=== Source information ===
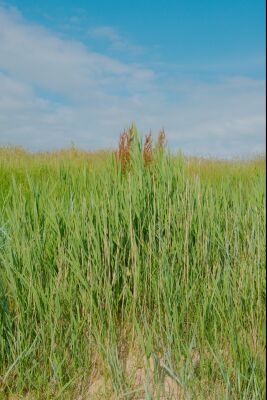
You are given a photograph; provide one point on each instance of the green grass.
(98, 267)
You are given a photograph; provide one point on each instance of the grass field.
(131, 283)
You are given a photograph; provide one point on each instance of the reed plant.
(143, 270)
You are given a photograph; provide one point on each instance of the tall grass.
(102, 267)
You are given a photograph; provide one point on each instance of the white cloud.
(102, 95)
(117, 41)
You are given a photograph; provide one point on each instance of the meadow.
(139, 275)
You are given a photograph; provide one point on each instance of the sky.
(80, 72)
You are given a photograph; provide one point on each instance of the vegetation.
(131, 275)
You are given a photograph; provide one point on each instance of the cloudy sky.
(79, 72)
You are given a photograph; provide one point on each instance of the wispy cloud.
(117, 42)
(55, 91)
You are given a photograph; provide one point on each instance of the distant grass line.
(101, 268)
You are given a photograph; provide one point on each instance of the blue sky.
(82, 71)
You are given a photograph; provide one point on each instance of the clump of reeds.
(161, 142)
(147, 149)
(123, 154)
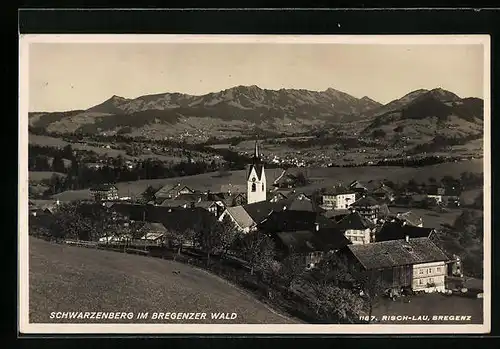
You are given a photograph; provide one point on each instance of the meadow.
(67, 278)
(320, 177)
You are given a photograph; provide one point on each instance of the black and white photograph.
(254, 184)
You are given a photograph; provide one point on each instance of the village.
(260, 223)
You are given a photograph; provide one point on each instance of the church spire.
(256, 155)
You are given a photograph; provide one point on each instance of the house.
(43, 207)
(300, 202)
(399, 229)
(214, 207)
(169, 192)
(383, 193)
(104, 192)
(306, 233)
(356, 228)
(240, 217)
(277, 195)
(368, 207)
(415, 264)
(338, 198)
(256, 179)
(358, 187)
(411, 218)
(177, 203)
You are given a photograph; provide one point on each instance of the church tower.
(256, 179)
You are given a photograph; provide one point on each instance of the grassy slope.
(65, 278)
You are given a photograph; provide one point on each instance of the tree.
(229, 235)
(258, 250)
(371, 286)
(82, 221)
(149, 194)
(292, 269)
(58, 164)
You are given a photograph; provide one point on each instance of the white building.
(256, 179)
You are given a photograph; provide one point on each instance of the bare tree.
(258, 250)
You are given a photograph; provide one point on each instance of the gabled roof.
(354, 221)
(393, 253)
(410, 217)
(398, 230)
(305, 241)
(336, 213)
(103, 187)
(259, 170)
(241, 216)
(189, 197)
(150, 227)
(176, 203)
(233, 188)
(366, 201)
(383, 189)
(283, 221)
(260, 210)
(338, 190)
(205, 204)
(169, 189)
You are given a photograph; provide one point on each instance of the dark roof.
(398, 230)
(338, 190)
(182, 218)
(387, 254)
(189, 197)
(283, 221)
(258, 169)
(337, 214)
(103, 187)
(300, 202)
(384, 210)
(383, 189)
(410, 217)
(305, 241)
(176, 203)
(366, 201)
(260, 210)
(354, 221)
(150, 226)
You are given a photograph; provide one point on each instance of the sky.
(70, 76)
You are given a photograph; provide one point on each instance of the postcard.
(295, 184)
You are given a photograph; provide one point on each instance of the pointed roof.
(256, 155)
(387, 254)
(354, 221)
(366, 201)
(397, 230)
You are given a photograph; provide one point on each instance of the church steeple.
(256, 155)
(256, 179)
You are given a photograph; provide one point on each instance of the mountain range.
(237, 109)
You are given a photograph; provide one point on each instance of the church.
(256, 179)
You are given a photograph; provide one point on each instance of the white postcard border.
(23, 290)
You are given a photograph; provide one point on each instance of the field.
(321, 177)
(431, 219)
(429, 305)
(65, 278)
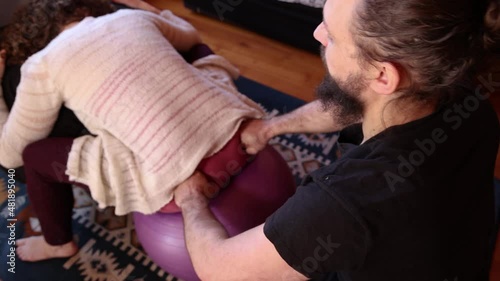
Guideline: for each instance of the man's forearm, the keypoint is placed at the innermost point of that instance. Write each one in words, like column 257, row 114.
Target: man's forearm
column 310, row 118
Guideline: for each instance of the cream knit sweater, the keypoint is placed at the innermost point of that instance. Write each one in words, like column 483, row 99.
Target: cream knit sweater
column 153, row 117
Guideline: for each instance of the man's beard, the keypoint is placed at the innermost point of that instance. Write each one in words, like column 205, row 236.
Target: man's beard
column 341, row 98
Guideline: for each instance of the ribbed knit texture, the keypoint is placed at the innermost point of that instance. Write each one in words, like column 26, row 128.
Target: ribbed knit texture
column 152, row 116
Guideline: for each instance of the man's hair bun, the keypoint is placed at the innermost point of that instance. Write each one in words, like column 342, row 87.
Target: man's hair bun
column 491, row 37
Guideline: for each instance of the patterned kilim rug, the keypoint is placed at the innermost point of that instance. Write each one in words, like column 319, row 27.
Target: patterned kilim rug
column 109, row 249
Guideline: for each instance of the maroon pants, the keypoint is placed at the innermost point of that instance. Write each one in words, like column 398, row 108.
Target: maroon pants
column 51, row 195
column 49, row 188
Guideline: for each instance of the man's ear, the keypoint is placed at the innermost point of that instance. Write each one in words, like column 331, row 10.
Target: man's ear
column 387, row 78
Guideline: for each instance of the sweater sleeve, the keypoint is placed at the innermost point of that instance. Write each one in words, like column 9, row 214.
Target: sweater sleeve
column 4, row 111
column 180, row 33
column 33, row 115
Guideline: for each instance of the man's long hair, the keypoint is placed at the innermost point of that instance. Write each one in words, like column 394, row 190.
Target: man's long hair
column 435, row 44
column 38, row 22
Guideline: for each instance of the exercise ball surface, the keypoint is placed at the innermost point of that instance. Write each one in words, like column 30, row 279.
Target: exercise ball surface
column 261, row 188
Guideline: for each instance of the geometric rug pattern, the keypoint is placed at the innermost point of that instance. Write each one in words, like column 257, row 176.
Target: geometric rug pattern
column 109, row 249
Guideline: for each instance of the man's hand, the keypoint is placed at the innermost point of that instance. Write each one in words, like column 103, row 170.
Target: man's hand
column 256, row 134
column 195, row 192
column 138, row 4
column 3, row 55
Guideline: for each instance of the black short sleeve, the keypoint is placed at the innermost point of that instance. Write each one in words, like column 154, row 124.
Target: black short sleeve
column 315, row 234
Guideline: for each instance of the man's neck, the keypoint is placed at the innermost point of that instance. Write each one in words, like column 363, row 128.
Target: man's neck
column 387, row 114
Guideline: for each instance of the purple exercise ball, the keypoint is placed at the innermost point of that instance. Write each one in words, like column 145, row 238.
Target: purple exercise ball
column 261, row 188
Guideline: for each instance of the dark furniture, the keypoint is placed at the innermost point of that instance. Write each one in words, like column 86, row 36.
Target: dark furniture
column 290, row 23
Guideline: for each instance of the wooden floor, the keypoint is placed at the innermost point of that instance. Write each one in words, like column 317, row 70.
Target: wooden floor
column 271, row 63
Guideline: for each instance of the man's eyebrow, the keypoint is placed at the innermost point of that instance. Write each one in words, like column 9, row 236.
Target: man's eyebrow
column 326, row 26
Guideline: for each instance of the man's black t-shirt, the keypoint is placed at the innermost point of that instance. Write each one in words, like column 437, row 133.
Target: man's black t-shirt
column 415, row 202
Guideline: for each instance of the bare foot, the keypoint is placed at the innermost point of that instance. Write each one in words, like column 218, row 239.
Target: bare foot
column 37, row 249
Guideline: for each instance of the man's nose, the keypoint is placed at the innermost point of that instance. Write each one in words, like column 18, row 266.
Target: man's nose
column 320, row 34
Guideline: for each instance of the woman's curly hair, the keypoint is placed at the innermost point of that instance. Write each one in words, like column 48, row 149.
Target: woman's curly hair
column 40, row 21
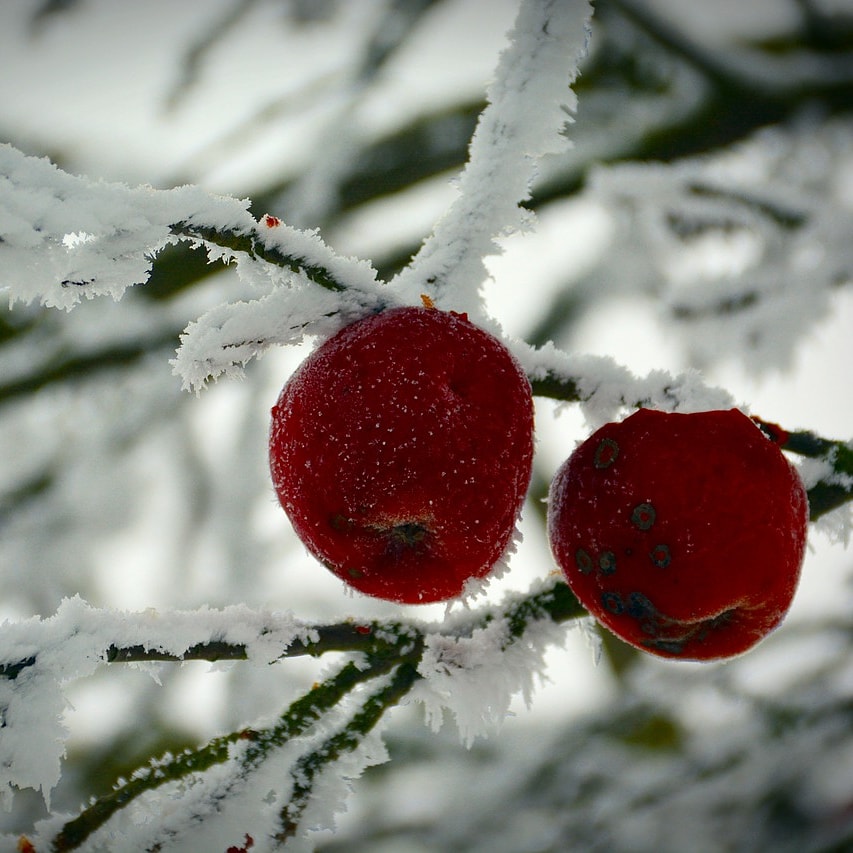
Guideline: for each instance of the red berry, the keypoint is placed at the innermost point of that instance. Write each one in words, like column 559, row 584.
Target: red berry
column 401, row 452
column 682, row 534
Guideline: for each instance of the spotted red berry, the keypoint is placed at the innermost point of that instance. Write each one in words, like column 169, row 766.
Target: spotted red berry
column 401, row 452
column 682, row 533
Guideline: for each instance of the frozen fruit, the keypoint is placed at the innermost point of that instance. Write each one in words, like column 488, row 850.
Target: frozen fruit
column 682, row 533
column 401, row 452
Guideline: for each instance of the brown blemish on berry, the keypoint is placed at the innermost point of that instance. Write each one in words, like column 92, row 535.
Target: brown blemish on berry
column 583, row 561
column 661, row 556
column 643, row 516
column 607, row 563
column 605, row 453
column 612, row 603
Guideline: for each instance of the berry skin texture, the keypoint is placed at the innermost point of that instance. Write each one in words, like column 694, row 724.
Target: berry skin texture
column 401, row 451
column 683, row 534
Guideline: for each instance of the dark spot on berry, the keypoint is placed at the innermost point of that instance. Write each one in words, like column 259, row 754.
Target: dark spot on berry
column 650, row 627
column 605, row 453
column 408, row 534
column 643, row 516
column 607, row 563
column 661, row 556
column 583, row 561
column 671, row 647
column 639, row 606
column 612, row 603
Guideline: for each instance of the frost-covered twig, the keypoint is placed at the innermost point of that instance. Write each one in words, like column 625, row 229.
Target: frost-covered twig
column 831, row 474
column 530, row 103
column 65, row 237
column 302, row 714
column 498, row 649
column 603, row 387
column 308, row 768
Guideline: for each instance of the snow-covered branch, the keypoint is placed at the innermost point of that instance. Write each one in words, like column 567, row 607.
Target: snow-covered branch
column 530, row 103
column 65, row 237
column 742, row 251
column 493, row 653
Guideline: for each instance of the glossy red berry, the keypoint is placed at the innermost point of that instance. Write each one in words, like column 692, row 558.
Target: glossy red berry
column 682, row 533
column 401, row 452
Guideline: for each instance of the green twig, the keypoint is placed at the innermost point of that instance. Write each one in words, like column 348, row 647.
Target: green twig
column 347, row 740
column 303, row 713
column 248, row 243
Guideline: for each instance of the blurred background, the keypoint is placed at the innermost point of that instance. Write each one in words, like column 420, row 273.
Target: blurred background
column 702, row 221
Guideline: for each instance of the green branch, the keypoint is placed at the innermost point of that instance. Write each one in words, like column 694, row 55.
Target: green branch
column 248, row 243
column 306, row 770
column 303, row 713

=== Task to complete ===
Look for the line with "Guideline: for each instance of the blurred" in the records above. Repeat it and each line after it exactly.

=== Result below ===
Guideline: for each instance of the blurred background, the keypoint is placed at the innermost point of that instance. Write each one in words, like column 420, row 273.
Target: blurred background
column 702, row 221
Guideline: for each instance of the green branch, the keypoint is placed at the innermost point of that instance. Write each one in words, like column 694, row 55.
Target: green branch
column 248, row 243
column 306, row 770
column 303, row 713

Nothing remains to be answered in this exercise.